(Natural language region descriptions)
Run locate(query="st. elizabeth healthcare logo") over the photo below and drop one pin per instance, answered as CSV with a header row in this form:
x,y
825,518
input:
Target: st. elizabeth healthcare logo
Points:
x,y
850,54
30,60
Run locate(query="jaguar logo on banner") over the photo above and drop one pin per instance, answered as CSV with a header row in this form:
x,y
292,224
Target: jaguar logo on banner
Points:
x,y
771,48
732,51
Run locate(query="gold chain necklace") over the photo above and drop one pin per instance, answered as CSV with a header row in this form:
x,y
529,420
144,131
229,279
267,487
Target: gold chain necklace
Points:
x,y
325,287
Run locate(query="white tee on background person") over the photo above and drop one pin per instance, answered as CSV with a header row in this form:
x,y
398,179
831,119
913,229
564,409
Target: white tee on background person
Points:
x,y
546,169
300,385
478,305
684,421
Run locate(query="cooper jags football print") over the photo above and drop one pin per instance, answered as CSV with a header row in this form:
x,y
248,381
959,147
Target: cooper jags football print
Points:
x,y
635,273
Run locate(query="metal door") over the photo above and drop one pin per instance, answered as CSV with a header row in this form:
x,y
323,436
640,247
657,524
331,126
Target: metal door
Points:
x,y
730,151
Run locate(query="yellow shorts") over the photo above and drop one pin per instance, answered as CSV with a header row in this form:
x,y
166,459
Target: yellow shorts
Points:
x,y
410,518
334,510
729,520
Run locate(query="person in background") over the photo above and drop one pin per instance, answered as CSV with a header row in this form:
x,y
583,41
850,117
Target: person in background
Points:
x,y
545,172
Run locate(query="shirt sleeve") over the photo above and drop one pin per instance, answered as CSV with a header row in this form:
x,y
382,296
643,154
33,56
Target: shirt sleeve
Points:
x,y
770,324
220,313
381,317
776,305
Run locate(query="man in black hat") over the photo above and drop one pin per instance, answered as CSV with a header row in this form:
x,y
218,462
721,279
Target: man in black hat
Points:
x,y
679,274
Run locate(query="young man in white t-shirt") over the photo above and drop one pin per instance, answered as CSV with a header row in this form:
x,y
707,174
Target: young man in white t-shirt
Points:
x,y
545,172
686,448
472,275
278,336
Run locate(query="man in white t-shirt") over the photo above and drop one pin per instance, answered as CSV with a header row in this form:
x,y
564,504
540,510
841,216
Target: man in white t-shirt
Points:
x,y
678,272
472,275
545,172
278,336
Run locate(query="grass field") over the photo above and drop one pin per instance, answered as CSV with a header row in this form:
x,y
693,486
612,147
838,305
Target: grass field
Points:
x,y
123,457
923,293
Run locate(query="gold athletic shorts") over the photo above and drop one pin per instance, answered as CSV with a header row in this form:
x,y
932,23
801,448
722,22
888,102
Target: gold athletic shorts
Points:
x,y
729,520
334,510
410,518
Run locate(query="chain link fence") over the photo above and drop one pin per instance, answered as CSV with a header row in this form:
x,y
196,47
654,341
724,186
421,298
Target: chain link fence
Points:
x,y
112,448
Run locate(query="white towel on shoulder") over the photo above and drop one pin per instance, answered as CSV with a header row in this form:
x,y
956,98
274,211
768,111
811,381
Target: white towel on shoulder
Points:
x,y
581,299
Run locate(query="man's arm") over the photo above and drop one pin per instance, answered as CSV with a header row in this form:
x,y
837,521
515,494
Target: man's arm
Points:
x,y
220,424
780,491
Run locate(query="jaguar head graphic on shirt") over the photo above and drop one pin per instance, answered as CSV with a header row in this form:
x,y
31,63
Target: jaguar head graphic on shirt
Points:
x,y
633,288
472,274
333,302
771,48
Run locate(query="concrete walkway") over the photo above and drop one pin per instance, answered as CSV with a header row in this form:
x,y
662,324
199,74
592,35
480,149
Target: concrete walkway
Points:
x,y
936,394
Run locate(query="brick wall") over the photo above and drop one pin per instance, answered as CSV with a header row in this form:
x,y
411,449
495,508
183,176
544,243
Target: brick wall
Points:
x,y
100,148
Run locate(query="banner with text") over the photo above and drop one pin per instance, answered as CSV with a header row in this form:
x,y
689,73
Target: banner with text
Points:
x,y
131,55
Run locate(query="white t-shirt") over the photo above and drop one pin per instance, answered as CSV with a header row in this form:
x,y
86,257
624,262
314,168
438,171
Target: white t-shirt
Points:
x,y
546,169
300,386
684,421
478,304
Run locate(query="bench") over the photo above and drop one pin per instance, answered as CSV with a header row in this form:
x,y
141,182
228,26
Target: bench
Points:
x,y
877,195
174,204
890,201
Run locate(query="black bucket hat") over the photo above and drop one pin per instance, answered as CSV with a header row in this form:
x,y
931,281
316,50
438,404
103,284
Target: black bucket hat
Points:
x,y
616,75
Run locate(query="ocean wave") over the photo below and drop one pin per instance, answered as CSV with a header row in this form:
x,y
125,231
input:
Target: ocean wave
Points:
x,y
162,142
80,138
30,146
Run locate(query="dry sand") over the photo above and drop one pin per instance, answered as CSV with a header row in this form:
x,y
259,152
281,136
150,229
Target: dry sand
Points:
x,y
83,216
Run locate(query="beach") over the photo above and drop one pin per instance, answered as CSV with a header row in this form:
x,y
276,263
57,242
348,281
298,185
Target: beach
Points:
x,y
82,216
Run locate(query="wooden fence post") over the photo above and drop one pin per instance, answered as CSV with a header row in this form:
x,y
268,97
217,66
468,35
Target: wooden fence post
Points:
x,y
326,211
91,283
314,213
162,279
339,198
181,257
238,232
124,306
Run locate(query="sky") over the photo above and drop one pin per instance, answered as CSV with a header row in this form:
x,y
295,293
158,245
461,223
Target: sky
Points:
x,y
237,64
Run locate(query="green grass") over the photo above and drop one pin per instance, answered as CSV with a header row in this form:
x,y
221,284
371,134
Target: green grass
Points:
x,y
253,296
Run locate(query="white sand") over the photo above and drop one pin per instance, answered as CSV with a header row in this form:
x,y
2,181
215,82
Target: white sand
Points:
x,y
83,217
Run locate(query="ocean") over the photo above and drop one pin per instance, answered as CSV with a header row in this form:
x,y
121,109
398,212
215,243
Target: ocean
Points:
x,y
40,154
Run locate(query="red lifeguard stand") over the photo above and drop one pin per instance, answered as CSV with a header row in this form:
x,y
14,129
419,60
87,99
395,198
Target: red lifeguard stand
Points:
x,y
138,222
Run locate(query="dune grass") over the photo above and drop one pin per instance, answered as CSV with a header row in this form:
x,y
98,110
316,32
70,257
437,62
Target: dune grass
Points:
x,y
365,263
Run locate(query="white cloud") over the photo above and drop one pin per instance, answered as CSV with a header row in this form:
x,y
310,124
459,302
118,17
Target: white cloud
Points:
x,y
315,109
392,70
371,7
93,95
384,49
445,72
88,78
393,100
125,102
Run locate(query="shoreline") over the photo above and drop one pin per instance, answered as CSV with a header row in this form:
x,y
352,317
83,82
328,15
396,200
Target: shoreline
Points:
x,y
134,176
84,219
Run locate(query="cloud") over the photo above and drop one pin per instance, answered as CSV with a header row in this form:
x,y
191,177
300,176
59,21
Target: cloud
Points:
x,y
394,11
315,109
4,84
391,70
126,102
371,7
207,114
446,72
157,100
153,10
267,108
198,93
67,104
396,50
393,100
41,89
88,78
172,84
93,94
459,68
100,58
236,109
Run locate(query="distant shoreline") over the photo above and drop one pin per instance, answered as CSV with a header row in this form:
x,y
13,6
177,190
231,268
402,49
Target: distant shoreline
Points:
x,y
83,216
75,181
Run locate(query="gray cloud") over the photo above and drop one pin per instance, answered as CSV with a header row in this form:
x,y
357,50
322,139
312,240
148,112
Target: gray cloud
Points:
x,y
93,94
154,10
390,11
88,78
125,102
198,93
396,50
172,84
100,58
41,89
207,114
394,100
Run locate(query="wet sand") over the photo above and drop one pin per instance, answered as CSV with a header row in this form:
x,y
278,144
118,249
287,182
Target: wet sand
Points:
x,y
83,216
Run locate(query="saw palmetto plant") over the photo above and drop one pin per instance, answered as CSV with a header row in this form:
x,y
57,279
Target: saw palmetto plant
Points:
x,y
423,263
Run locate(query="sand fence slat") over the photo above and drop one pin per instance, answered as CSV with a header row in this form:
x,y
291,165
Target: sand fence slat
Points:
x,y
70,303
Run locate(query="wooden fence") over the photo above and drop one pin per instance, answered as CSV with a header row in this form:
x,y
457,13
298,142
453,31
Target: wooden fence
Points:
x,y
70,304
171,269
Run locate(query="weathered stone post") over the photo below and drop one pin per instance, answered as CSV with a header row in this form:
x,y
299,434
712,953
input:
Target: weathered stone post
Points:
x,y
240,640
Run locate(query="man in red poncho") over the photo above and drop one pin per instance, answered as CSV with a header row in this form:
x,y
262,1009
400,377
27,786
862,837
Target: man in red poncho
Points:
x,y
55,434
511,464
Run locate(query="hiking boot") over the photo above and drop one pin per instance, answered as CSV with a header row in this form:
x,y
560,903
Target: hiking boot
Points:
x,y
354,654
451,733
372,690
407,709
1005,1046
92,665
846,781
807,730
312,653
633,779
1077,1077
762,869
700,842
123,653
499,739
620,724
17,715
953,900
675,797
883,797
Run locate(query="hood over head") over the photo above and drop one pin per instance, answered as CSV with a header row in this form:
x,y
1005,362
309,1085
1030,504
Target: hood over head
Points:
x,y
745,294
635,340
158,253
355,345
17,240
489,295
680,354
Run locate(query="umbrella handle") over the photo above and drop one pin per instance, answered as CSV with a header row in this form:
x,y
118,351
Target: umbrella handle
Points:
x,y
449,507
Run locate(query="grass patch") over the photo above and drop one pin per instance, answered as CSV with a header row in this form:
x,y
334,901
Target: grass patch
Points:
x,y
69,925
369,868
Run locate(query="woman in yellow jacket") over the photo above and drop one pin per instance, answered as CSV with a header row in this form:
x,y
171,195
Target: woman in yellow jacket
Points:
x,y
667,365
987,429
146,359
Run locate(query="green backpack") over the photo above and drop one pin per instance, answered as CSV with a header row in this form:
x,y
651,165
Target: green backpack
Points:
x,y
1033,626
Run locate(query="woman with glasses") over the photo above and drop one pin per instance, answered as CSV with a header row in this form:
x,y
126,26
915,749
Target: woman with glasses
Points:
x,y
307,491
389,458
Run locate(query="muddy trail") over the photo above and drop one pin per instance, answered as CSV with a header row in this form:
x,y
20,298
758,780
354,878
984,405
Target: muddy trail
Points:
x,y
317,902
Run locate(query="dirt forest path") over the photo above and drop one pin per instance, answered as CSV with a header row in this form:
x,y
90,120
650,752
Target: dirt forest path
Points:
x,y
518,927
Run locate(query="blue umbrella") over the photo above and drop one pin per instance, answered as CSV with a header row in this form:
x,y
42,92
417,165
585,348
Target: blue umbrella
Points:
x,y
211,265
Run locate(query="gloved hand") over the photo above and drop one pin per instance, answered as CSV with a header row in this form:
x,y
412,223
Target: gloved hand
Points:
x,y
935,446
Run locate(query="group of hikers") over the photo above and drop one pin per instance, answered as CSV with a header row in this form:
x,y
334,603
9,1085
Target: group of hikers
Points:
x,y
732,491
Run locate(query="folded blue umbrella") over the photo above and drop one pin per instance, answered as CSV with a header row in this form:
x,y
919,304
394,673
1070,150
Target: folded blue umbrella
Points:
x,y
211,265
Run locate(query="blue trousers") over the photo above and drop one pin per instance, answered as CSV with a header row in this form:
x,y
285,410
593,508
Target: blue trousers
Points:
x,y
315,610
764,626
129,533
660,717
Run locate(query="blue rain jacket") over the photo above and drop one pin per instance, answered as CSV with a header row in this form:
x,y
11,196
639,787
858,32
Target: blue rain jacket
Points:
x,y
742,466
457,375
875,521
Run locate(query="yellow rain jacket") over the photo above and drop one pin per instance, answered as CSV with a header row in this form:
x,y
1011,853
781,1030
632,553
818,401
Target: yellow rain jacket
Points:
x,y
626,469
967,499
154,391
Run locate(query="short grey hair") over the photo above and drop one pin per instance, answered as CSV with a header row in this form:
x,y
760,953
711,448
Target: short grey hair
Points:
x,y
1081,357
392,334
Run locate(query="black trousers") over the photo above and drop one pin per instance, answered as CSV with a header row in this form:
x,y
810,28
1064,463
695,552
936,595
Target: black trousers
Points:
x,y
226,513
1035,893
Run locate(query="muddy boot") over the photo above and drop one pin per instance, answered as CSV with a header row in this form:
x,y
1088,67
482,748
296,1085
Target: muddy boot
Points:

**Task prompt:**
Write out the records exactly, starting at the first line and stopping after the line that contains "Target: yellow shorts".

**Problem solution:**
Run locate(query="st. elizabeth healthcare logo") over the photo below and drop one pin per instance, answered as CSV with a header row in this form:
x,y
825,518
input:
Target: st. elizabeth healthcare logo
Points:
x,y
850,54
30,60
Run locate(query="jaguar logo on banner") over the photo above and drop one pin per instance, answered as CSV with a header row in this form:
x,y
292,224
Target: jaguar logo on banner
Points:
x,y
771,48
732,51
Run locate(query="gold chain necklace") over the photo above and drop one pin per instance, answered as CSV with a header row in this form:
x,y
529,420
144,131
229,279
267,487
Target: gold chain necklace
Points:
x,y
325,287
Run locate(query="white tee on background person") over the photo above and drop one pin per instance, answered as CSV with a header row in this form:
x,y
398,179
831,119
913,229
564,409
Target: white tee on background person
Points:
x,y
546,169
300,385
478,305
684,421
Run locate(query="cooper jags football print") over the photo above and drop one pin per instance, answered as CSV with a header row in this form:
x,y
248,381
959,147
Target: cooper jags football print
Points:
x,y
635,273
Run locate(query="metal door") over the photo above and drop one pin per instance, answered as CSV with a header row in this form:
x,y
323,436
640,247
657,524
331,126
Target: metal door
Points:
x,y
730,151
Run locate(query="yellow shorts") over the photo above and drop one pin per instance, answered as CSV with a header row in this form:
x,y
166,459
Target: yellow shorts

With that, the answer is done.